*EXERCISE DIRECTIONS*
The records below are to be written out again, exactly as they appear.

*EXTRACTED RECORDS*
┌────────

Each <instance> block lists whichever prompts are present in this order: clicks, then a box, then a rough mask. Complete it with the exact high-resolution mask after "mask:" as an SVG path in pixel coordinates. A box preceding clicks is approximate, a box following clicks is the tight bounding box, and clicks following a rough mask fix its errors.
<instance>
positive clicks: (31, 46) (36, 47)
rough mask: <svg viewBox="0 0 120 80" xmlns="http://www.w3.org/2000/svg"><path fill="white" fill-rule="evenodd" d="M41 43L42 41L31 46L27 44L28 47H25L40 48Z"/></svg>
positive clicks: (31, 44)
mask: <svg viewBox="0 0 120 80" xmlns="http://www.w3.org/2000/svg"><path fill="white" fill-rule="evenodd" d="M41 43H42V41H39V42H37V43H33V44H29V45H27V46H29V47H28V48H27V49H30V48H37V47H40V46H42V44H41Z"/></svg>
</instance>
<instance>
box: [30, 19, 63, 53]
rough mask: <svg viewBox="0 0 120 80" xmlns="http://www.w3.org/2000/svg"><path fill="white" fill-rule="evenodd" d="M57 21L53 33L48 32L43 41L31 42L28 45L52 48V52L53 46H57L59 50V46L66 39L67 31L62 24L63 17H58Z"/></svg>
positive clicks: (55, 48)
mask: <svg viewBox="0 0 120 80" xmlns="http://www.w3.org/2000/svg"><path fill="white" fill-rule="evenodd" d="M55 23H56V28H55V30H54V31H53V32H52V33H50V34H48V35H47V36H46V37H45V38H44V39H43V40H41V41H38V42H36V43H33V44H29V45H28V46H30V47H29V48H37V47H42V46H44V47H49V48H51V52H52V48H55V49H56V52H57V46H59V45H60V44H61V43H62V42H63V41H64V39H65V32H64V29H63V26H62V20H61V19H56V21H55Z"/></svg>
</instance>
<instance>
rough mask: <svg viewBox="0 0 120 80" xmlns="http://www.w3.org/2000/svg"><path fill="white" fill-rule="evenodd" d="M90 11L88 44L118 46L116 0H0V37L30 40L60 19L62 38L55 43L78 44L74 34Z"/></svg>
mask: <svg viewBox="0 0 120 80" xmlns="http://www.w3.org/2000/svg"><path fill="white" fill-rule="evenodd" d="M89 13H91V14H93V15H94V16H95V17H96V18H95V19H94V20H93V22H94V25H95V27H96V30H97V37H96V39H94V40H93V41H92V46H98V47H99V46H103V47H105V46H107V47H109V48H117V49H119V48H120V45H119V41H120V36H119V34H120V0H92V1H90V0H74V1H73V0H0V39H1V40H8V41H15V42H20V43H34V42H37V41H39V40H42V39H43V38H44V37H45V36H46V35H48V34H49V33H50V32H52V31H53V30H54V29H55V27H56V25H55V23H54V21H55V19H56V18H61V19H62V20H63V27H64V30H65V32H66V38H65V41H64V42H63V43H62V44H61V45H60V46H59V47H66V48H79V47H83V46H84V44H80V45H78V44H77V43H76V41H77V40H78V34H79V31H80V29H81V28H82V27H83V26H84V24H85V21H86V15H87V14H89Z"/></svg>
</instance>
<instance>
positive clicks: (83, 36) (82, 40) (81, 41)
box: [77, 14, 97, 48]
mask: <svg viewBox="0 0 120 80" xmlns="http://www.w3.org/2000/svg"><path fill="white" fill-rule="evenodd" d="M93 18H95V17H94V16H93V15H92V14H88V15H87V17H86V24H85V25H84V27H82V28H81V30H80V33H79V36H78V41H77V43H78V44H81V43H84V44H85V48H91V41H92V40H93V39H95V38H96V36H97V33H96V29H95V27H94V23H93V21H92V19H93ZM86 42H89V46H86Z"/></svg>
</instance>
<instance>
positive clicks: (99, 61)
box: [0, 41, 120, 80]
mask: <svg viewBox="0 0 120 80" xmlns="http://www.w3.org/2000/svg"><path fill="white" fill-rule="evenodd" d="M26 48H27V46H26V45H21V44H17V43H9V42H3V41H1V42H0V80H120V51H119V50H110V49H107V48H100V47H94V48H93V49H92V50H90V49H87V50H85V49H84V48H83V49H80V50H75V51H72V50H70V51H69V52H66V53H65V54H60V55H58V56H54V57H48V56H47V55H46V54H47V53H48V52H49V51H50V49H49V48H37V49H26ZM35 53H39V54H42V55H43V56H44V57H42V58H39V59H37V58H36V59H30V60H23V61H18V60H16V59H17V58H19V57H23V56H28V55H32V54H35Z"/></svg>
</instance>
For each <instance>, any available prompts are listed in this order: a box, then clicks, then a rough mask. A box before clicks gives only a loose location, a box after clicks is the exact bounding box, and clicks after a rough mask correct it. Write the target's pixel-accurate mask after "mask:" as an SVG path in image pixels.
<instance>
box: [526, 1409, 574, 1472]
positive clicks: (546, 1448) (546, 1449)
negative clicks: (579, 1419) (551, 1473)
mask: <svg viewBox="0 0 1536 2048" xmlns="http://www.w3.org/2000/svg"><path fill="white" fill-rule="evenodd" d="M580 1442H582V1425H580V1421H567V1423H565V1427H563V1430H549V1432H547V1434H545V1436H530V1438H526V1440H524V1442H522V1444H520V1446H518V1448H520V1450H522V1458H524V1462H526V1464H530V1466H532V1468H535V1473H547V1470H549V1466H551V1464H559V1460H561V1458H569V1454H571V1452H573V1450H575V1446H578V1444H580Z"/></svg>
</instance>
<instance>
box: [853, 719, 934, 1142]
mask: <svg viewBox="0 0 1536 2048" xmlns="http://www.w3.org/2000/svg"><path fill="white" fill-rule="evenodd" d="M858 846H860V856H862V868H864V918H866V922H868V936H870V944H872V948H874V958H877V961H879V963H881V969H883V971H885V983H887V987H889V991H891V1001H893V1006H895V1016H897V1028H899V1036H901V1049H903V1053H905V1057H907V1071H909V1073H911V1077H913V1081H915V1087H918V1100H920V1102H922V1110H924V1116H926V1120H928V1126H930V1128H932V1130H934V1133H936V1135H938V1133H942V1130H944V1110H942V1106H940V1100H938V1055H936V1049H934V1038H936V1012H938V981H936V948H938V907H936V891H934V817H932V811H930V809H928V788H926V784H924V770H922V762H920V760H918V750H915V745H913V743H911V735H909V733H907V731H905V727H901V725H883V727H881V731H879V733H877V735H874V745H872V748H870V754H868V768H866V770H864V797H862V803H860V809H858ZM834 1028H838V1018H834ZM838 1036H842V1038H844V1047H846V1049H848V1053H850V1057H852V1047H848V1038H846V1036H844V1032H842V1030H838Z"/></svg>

└────────

*YOUR SOLUTION*
Each <instance> block lists whichever prompts are present in this order: clicks, then a box, then a rough mask. Complete it with the exact high-resolution mask after "mask:" as an SVG path in pixel coordinates. A box preceding clicks is approximate, a box following clicks is the tight bounding box, and clicks following a rough mask fix its errors.
<instance>
positive clicks: (31, 46) (36, 47)
rough mask: <svg viewBox="0 0 120 80" xmlns="http://www.w3.org/2000/svg"><path fill="white" fill-rule="evenodd" d="M41 43L42 41L31 46L27 44L28 47H25L40 48Z"/></svg>
positive clicks: (31, 44)
mask: <svg viewBox="0 0 120 80" xmlns="http://www.w3.org/2000/svg"><path fill="white" fill-rule="evenodd" d="M41 43H42V41H39V42H37V43H33V44H29V45H27V46H29V47H28V48H27V49H30V48H37V47H40V46H42V44H41Z"/></svg>
</instance>
<instance>
box: [30, 19, 63, 53]
rough mask: <svg viewBox="0 0 120 80" xmlns="http://www.w3.org/2000/svg"><path fill="white" fill-rule="evenodd" d="M57 21L53 33L48 32L43 41L31 42L28 45L52 48V52L53 46H57L59 50V46L66 39L67 31L62 24L63 17H58Z"/></svg>
positive clicks: (55, 48)
mask: <svg viewBox="0 0 120 80" xmlns="http://www.w3.org/2000/svg"><path fill="white" fill-rule="evenodd" d="M55 23H56V28H55V30H54V31H53V32H52V33H50V34H48V35H47V36H46V37H45V38H44V39H43V40H41V41H38V42H36V43H33V44H29V45H28V46H30V47H29V48H37V47H42V46H44V47H49V48H51V52H52V48H55V49H56V52H57V46H59V45H60V44H61V43H62V42H63V41H64V39H65V32H64V29H63V26H62V20H61V19H56V21H55Z"/></svg>
</instance>
<instance>
rough mask: <svg viewBox="0 0 120 80" xmlns="http://www.w3.org/2000/svg"><path fill="white" fill-rule="evenodd" d="M90 11L88 44L118 46L116 0H0V37L30 40L60 19L62 38L55 43L78 44L74 34Z"/></svg>
mask: <svg viewBox="0 0 120 80" xmlns="http://www.w3.org/2000/svg"><path fill="white" fill-rule="evenodd" d="M89 13H91V14H93V15H94V16H95V17H96V18H95V19H94V20H93V22H94V25H95V27H96V30H97V37H96V39H94V40H93V41H92V46H98V47H99V46H103V47H105V46H107V47H109V48H117V49H119V48H120V45H119V41H120V36H119V34H120V0H92V1H90V0H74V1H73V0H0V39H1V40H8V41H15V42H20V43H34V42H37V41H39V40H42V39H43V38H44V37H45V36H46V35H48V34H49V33H50V32H52V31H53V30H54V29H55V27H56V25H55V23H54V21H55V19H56V18H61V19H62V20H63V27H64V30H65V32H66V38H65V41H64V42H63V43H62V44H61V45H60V46H59V47H66V48H79V47H83V46H84V44H80V45H78V44H77V43H76V41H77V40H78V34H79V31H80V29H81V28H82V27H83V26H84V24H85V21H86V15H87V14H89Z"/></svg>
</instance>
<instance>
positive clicks: (83, 36) (82, 40) (81, 41)
box: [77, 14, 97, 48]
mask: <svg viewBox="0 0 120 80" xmlns="http://www.w3.org/2000/svg"><path fill="white" fill-rule="evenodd" d="M93 18H95V17H94V16H93V15H92V14H88V15H87V17H86V24H85V25H84V27H82V28H81V30H80V33H79V36H78V41H77V43H78V44H81V43H84V44H85V48H91V41H92V40H93V39H95V38H96V36H97V33H96V29H95V27H94V23H93V21H92V19H93ZM86 42H89V46H86Z"/></svg>
</instance>
<instance>
positive clicks: (99, 61)
box: [0, 41, 120, 80]
mask: <svg viewBox="0 0 120 80" xmlns="http://www.w3.org/2000/svg"><path fill="white" fill-rule="evenodd" d="M26 48H27V46H26V45H21V44H17V43H9V42H3V41H1V42H0V80H120V51H119V50H110V49H107V48H100V47H94V48H93V49H92V50H90V49H87V50H85V49H84V48H83V49H80V50H75V51H72V50H70V51H69V52H66V53H65V54H60V55H58V56H54V57H48V56H47V55H46V54H47V53H48V52H49V51H50V49H49V48H37V49H26ZM35 53H39V54H42V55H43V56H44V57H42V58H39V59H37V58H36V59H30V60H23V61H18V60H16V59H17V58H19V57H23V56H28V55H32V54H35Z"/></svg>
</instance>
For each <instance>, any available prompts are listed in this order: a box, then clicks, then a rough mask. A box before clicks gives only a loose location, a box after clicks is the exact bounding box, and clicks after a rough mask correct it. Write the target's pixel-accurate mask after "mask:" as an SVG path in image pixels.
<instance>
box: [526, 1409, 574, 1472]
positive clicks: (546, 1448) (546, 1449)
negative clicks: (579, 1419) (551, 1473)
mask: <svg viewBox="0 0 1536 2048" xmlns="http://www.w3.org/2000/svg"><path fill="white" fill-rule="evenodd" d="M580 1442H582V1425H580V1421H567V1423H565V1427H563V1430H549V1432H547V1434H545V1436H530V1438H526V1440H524V1442H522V1444H520V1446H518V1448H520V1450H522V1458H524V1462H526V1464H530V1466H532V1468H535V1473H547V1470H549V1466H551V1464H559V1460H561V1458H569V1454H571V1452H573V1450H575V1446H578V1444H580Z"/></svg>
</instance>
<instance>
box: [853, 719, 934, 1142]
mask: <svg viewBox="0 0 1536 2048" xmlns="http://www.w3.org/2000/svg"><path fill="white" fill-rule="evenodd" d="M858 846H860V856H862V868H864V918H866V922H868V936H870V944H872V948H874V958H877V961H879V963H881V969H883V971H885V983H887V987H889V991H891V1001H893V1006H895V1016H897V1028H899V1036H901V1049H903V1053H905V1057H907V1071H909V1073H911V1077H913V1081H915V1087H918V1100H920V1102H922V1110H924V1116H926V1120H928V1126H930V1128H932V1130H934V1133H936V1135H938V1133H942V1130H944V1110H942V1106H940V1100H938V1055H936V1049H934V1038H936V1012H938V981H936V948H938V907H936V891H934V817H932V811H930V809H928V788H926V784H924V770H922V762H920V760H918V750H915V745H913V743H911V735H909V733H907V731H905V727H901V725H883V727H881V731H879V733H877V735H874V745H872V748H870V754H868V768H866V770H864V797H862V803H860V809H858ZM834 1028H838V1018H834ZM838 1036H842V1038H844V1047H846V1049H848V1053H850V1057H852V1047H848V1038H846V1036H844V1032H842V1030H838Z"/></svg>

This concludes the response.